Natural-language object grounding data
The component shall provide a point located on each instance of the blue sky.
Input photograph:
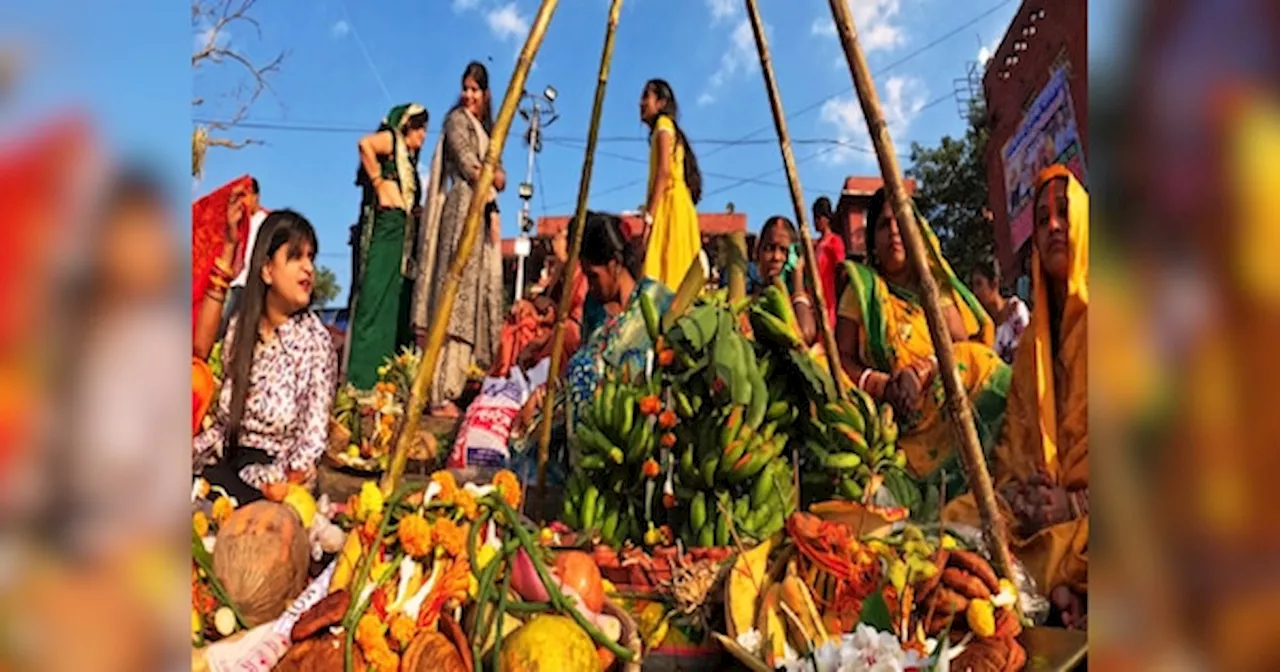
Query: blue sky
(350, 62)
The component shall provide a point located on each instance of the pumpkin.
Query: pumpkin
(261, 557)
(432, 652)
(579, 571)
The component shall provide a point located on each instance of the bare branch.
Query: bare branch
(214, 21)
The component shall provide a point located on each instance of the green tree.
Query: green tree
(324, 288)
(951, 193)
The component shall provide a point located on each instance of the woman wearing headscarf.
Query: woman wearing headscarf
(886, 348)
(380, 288)
(1041, 466)
(475, 323)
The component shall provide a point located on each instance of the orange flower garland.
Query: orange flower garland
(415, 535)
(448, 485)
(508, 485)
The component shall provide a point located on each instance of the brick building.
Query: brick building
(1042, 54)
(712, 225)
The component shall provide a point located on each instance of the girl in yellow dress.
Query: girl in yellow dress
(672, 240)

### [Problem]
An exact copy of the entries above is needed, with the pictures removed.

### [Solution to this task]
The component shall provide a point located on each instance of the blue sky.
Input photograph:
Query: blue sky
(350, 62)
The component shall provide a point located on each instance of the pumpkin.
Query: pumpkin
(261, 557)
(432, 652)
(579, 571)
The component shall provide a point located on each instance of the bare branch.
Query: bare branch
(214, 21)
The component shall provide a point located on each instance of the green tree.
Query: green tree
(324, 288)
(951, 193)
The component shall provide a point located on each instance of the woman wearing headscarf.
Query: woman wearing headscarf
(886, 348)
(380, 288)
(1041, 466)
(475, 323)
The component shall provide a point located on each instance of the orange flower garland.
Query: orange flower garland
(415, 535)
(448, 485)
(508, 485)
The component shall provide a point located on each instance of the brick building.
Query: brick building
(1042, 54)
(712, 225)
The component shall provide a point located on each instance of the girl in yellow dress.
Query: girl in yellow dress
(672, 240)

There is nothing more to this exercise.